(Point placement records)
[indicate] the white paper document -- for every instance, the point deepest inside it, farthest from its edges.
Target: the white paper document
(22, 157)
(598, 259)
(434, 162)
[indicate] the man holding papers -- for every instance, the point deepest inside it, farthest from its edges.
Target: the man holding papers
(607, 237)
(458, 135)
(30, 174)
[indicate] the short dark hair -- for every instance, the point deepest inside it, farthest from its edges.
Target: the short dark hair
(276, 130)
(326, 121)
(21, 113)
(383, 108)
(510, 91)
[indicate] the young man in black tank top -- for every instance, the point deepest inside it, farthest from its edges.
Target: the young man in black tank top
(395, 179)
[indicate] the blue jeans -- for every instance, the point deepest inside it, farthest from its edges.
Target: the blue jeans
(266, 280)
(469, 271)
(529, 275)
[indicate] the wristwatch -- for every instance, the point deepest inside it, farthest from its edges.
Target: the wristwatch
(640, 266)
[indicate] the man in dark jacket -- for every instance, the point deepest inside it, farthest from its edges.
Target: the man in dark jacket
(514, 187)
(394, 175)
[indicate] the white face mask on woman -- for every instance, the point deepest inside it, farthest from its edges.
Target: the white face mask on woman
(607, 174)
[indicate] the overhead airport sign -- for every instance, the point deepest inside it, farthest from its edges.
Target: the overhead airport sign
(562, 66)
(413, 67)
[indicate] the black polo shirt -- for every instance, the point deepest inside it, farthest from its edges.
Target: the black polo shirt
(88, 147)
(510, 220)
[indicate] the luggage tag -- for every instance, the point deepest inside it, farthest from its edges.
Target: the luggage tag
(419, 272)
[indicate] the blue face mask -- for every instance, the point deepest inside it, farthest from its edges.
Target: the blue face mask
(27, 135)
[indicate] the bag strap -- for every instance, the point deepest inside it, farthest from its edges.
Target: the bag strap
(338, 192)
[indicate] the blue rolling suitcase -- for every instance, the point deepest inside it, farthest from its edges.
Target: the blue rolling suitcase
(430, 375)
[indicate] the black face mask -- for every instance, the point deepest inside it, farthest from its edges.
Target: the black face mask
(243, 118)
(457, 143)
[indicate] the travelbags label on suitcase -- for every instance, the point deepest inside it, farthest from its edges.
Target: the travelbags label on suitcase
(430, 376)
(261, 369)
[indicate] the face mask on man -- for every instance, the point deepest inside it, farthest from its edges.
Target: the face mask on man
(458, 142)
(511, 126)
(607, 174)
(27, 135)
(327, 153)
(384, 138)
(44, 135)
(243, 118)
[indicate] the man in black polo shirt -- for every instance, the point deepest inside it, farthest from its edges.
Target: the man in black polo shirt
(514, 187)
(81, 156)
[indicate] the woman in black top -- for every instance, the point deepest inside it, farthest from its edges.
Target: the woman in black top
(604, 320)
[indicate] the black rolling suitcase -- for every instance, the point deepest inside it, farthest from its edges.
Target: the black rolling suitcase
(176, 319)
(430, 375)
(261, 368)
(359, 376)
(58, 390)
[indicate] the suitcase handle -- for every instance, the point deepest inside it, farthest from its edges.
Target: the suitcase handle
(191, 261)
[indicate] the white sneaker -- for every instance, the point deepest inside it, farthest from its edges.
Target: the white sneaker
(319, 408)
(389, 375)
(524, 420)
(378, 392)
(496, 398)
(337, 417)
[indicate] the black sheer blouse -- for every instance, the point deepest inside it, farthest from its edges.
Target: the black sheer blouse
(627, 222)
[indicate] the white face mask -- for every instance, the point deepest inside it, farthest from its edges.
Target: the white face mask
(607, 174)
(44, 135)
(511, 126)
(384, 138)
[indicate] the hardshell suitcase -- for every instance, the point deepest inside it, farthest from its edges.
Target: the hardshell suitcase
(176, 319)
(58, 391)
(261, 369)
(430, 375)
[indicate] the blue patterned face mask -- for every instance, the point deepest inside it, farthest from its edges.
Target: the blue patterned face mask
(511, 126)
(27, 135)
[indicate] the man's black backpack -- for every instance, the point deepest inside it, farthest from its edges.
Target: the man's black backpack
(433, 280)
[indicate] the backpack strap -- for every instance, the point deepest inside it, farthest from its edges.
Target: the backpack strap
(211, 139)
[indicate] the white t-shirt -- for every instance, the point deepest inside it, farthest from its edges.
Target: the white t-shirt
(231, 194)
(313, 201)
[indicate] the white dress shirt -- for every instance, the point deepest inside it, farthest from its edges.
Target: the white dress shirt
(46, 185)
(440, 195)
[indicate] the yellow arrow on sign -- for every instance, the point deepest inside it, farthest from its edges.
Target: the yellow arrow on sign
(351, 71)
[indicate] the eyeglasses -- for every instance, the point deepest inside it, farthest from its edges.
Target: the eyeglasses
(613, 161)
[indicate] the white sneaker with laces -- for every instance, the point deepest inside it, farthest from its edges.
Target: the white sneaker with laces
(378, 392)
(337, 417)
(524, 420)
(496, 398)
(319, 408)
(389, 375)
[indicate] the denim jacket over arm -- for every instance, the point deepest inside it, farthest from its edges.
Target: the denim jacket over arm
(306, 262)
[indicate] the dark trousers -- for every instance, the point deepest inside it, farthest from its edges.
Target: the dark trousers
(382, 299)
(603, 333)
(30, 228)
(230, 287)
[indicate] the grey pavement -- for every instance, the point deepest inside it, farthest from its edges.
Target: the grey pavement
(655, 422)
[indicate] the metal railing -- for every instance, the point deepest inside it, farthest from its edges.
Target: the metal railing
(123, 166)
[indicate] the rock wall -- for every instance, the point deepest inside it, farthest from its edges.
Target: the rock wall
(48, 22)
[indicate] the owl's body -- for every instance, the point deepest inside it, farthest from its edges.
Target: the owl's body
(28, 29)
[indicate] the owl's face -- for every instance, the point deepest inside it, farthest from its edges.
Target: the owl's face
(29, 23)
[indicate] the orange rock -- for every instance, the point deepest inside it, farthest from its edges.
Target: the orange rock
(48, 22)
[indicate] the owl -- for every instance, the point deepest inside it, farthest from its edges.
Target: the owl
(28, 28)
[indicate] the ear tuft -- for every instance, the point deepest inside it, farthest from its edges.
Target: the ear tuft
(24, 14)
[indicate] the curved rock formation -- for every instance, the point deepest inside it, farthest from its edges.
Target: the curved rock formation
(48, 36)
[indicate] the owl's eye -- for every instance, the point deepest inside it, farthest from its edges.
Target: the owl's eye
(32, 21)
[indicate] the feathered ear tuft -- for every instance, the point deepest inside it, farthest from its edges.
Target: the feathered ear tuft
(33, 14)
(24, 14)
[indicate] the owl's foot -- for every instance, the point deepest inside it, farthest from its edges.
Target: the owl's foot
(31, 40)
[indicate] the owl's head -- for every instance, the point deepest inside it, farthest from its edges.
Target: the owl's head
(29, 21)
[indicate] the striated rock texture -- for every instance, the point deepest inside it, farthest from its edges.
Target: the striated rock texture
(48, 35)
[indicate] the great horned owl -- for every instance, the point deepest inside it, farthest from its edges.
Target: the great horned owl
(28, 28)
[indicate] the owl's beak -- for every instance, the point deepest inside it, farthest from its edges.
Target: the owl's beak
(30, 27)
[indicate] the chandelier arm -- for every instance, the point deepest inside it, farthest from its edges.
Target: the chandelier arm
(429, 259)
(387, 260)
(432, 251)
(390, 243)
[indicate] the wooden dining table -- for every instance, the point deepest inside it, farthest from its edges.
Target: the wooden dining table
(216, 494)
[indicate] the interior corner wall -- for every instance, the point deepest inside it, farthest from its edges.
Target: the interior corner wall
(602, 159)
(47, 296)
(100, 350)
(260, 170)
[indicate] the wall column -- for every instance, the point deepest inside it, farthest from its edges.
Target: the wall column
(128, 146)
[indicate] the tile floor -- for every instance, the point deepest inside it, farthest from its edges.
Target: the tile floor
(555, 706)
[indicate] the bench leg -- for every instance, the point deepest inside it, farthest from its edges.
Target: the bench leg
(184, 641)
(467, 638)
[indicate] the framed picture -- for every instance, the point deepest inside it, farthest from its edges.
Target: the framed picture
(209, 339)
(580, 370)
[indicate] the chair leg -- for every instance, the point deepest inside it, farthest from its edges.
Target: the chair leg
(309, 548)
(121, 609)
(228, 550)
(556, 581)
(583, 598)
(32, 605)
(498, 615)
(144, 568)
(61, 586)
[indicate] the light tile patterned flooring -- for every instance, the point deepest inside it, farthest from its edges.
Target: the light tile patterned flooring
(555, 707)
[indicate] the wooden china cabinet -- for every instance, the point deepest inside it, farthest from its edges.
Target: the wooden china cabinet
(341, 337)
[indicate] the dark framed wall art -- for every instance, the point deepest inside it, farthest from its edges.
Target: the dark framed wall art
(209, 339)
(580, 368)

- _Task directions_:
Retype the lines of the data word for word, starting at the line that contains "[indicate] the wooden china" and ending with the last line of the data.

- _Solution for this exercise_:
[indicate] the wooden china cabinet -- for every instance, the point deepest inside it, farthest from its edges.
Target: the wooden china cabinet
(341, 337)
[indicate] the dark framed wall art -- for every instance, the point deepest inside it, farthest from its edges.
Target: the dark framed wall art
(209, 339)
(580, 368)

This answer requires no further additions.